### SELECTION:
• • • • • • •

= Rain roof =

Roof constructed over an existing roof

A rain roof is a second, newer roof that has been constructed over an existing roof that has failed, or which has inadequate slope to shed rain. Since such additional spaces may not be visible or accessible, the concealed void presents a particular hazard in firefighting operations, as a fire may develop or persist in such a space undetected.

==Description==
Rain roofs are commonly found in North America over an older flat or minimally sloped roof that has developed leaks, or in a building that has been added to in a manner that requires revised drainage patterns. Construction usually involves framing or trusses that create a space above the original roof, which remains in place, which are then covered with new roofing materials. Side and end walls may be extended upwards to create sufficient space for the framing and to enclose the new space.

While rain roofs are commonly found in large, older commercial buildings, they may also be built over single and double-wide mobile homes to improve drainage.

• • • • • • •

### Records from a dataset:
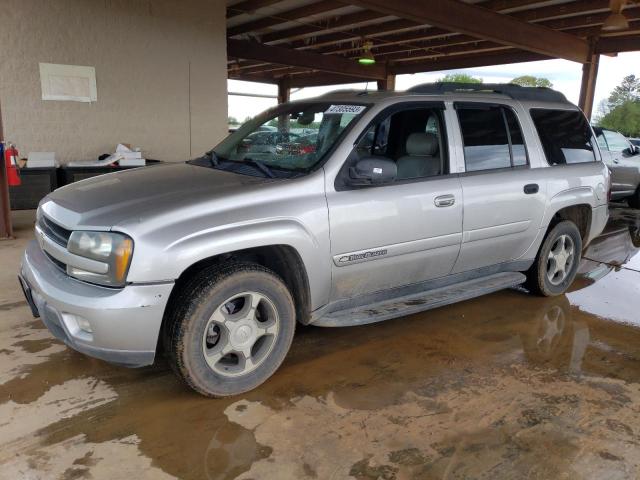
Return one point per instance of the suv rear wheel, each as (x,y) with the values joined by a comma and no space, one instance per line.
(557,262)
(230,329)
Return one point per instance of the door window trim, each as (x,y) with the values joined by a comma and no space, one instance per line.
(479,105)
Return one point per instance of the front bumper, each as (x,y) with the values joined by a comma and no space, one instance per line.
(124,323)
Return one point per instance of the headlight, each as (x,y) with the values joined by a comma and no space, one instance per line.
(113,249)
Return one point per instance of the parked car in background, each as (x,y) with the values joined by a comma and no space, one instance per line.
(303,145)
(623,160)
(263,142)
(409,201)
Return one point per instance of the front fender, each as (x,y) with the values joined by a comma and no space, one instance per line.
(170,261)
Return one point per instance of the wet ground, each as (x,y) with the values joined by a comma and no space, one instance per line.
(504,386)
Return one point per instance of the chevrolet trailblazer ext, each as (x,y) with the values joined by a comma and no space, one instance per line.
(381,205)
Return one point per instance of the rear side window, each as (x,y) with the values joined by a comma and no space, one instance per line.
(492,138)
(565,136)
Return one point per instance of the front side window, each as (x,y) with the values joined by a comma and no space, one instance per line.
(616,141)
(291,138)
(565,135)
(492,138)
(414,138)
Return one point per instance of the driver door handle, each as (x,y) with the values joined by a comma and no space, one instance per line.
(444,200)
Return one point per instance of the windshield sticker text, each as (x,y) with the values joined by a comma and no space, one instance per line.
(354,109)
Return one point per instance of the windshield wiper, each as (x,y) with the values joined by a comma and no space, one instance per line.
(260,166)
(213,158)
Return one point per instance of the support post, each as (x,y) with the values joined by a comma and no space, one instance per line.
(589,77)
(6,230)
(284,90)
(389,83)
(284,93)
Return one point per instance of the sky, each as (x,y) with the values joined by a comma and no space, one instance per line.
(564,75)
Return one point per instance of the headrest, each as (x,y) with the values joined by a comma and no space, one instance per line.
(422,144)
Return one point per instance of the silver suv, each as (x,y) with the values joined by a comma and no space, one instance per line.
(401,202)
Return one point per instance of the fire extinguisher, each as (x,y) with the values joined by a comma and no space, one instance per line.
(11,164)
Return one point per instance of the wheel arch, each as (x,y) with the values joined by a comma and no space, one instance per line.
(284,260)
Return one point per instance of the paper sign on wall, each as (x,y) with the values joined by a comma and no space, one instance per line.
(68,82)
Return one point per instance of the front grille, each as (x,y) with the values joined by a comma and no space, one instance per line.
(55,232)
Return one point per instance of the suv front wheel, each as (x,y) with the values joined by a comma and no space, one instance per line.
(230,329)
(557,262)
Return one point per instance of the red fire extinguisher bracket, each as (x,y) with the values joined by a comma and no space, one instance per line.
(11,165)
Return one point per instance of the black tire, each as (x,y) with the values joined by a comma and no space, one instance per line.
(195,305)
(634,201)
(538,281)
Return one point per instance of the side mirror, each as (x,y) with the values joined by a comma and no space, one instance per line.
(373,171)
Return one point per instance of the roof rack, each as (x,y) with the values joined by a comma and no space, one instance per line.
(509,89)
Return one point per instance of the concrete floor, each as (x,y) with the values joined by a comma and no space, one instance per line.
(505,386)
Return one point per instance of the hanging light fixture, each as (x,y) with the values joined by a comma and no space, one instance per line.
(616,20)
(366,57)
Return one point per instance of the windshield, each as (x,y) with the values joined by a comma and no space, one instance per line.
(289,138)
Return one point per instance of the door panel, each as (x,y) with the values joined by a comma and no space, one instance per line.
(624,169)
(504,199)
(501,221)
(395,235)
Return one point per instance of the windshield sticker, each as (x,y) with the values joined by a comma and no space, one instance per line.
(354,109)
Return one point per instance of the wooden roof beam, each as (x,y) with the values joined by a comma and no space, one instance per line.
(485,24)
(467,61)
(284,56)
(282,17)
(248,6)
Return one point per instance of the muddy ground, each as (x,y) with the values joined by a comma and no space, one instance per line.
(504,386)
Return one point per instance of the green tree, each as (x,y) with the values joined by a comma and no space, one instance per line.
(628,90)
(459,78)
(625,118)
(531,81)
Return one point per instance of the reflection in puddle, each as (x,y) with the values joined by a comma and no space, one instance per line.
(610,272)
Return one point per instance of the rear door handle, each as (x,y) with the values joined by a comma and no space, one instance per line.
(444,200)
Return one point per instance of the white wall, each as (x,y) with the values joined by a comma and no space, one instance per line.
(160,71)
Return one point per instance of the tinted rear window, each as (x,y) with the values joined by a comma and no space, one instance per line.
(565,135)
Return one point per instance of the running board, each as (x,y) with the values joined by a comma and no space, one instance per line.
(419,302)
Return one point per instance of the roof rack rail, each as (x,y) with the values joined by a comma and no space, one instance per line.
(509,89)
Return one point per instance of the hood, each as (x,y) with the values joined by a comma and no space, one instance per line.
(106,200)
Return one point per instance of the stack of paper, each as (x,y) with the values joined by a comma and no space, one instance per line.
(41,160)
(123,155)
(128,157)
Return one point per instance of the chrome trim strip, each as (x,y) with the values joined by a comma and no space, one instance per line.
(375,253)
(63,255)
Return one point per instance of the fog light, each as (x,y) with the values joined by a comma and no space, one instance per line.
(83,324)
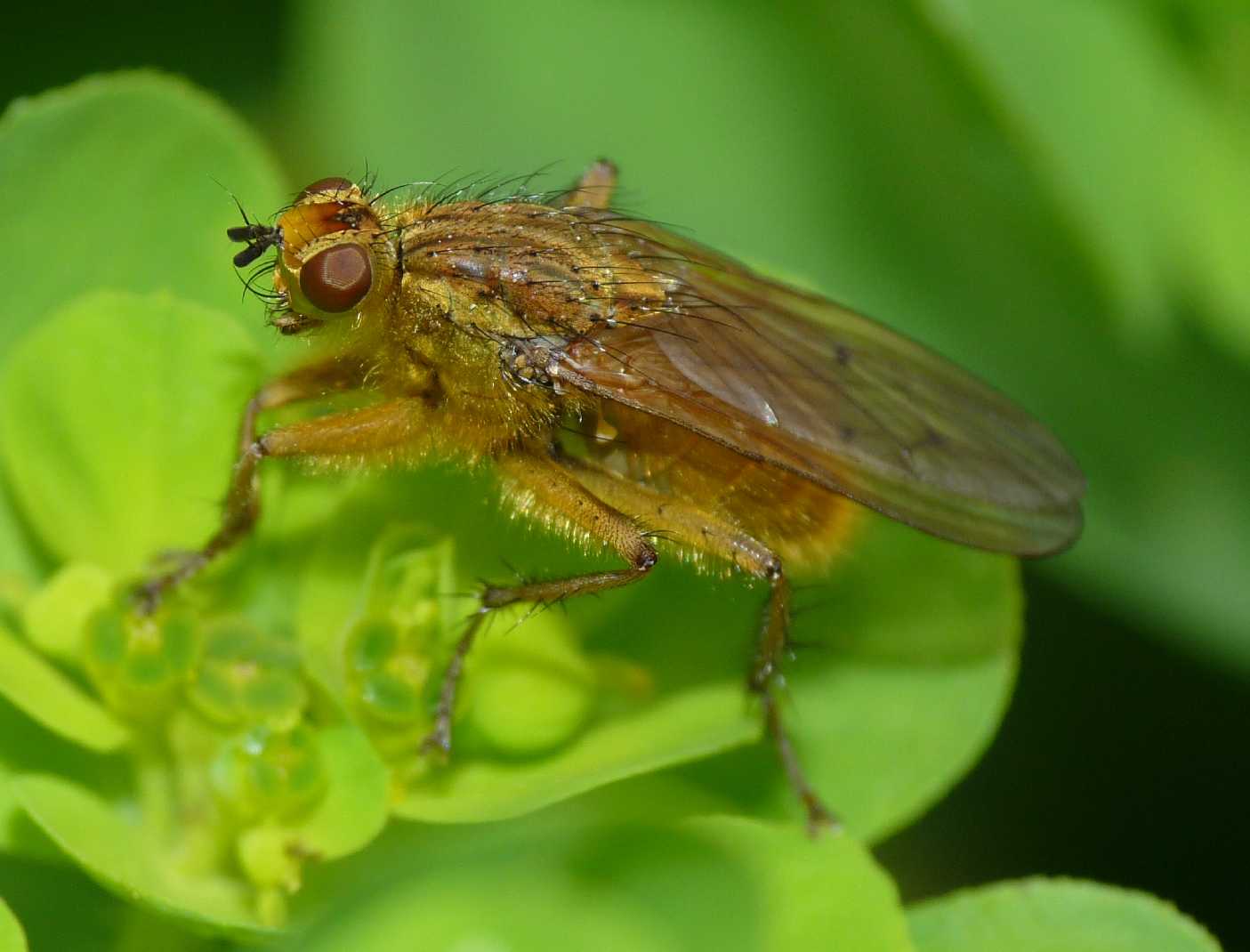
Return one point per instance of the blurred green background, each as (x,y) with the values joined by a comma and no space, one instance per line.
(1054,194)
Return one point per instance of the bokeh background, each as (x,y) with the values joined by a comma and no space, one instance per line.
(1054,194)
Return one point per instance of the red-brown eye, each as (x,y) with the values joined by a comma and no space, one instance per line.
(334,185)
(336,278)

• • • • • • •

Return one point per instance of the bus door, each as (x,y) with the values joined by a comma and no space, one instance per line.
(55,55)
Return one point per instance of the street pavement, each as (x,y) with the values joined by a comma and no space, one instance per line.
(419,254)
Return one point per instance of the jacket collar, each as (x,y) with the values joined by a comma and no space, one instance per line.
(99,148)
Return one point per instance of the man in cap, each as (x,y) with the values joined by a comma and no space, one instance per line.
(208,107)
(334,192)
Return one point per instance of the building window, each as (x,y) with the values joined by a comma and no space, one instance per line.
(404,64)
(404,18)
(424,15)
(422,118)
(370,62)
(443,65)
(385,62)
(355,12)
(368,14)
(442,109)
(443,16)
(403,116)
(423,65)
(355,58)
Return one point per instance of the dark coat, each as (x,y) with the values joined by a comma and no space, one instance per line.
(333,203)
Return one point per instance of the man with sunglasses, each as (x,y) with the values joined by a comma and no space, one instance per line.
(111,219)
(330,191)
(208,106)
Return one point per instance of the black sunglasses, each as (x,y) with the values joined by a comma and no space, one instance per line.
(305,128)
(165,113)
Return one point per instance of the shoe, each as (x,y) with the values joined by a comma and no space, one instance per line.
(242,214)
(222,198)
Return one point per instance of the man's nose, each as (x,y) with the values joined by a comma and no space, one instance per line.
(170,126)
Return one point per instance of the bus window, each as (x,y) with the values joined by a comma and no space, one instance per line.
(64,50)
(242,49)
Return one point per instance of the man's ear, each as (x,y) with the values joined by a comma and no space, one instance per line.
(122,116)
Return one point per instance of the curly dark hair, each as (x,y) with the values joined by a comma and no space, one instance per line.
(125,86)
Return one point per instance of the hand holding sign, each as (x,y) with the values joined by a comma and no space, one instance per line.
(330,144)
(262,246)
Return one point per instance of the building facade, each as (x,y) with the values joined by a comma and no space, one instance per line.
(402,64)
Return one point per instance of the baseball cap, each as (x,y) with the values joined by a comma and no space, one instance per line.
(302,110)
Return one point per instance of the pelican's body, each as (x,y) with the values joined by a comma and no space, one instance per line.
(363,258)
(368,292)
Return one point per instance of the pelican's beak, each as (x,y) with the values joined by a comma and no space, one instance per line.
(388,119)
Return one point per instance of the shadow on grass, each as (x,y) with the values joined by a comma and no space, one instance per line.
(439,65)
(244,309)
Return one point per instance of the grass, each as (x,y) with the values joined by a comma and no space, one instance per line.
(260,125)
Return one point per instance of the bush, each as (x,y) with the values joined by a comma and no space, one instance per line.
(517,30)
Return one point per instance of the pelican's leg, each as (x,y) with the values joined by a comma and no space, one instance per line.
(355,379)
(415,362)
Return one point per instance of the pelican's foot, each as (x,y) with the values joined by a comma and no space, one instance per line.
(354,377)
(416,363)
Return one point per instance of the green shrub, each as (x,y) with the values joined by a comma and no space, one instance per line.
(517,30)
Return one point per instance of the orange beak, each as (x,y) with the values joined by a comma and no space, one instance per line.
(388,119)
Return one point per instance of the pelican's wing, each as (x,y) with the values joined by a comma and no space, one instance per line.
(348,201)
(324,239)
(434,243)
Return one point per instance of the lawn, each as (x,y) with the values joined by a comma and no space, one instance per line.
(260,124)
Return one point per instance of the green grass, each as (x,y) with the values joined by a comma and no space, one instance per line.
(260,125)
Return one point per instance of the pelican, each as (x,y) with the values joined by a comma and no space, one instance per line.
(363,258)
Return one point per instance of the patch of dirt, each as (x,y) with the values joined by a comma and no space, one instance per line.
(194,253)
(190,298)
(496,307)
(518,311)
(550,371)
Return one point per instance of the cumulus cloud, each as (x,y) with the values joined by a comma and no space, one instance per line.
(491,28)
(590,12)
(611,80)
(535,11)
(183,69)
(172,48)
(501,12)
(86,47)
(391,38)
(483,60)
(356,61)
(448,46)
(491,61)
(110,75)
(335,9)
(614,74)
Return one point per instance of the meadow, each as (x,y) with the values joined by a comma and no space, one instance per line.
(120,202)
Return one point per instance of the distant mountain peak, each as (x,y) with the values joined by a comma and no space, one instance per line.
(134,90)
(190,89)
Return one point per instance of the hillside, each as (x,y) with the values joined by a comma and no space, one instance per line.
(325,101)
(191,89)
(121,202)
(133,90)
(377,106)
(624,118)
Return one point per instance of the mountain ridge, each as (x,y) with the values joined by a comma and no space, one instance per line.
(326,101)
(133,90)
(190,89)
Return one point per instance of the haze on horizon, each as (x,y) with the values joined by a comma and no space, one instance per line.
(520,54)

• • • • • • •

### REQUIRED ACTIONS:
1. Do these statements agree with the rain roof article? Answer yes or no for each, and quote the deciding words. (a) The original roof is removed before the rain roof is built. (b) Rain roofs may be built over mobile homes. (c) A fire in the space under a rain roof may go unnoticed.
2. Can you extend the rain roof article from its last sentence?

### RESULTS FOR THE EXERCISE:
1.
(a) No: "which remains in place"
(b) Yes: "they may also be built over single and double-wide mobile homes to improve drainage"
(c) Yes: "a fire may develop or persist in such a space undetected"

2.
==Fire safety==
Firefighting operations can be complicated by the presence of the undetected concealed space, and by the presence of a second water-shedding roof underneath. A concealed space, potentially unknown to firefighters and difficult or impossible to access, may allow a fire to grow or persist in spite of firefighting operations inside and outside the building.

A rain roof was a significant hazard that contributed to the deaths of six New York City Fire Department firefighters in the 1978 Waldbaum's supermarket fire.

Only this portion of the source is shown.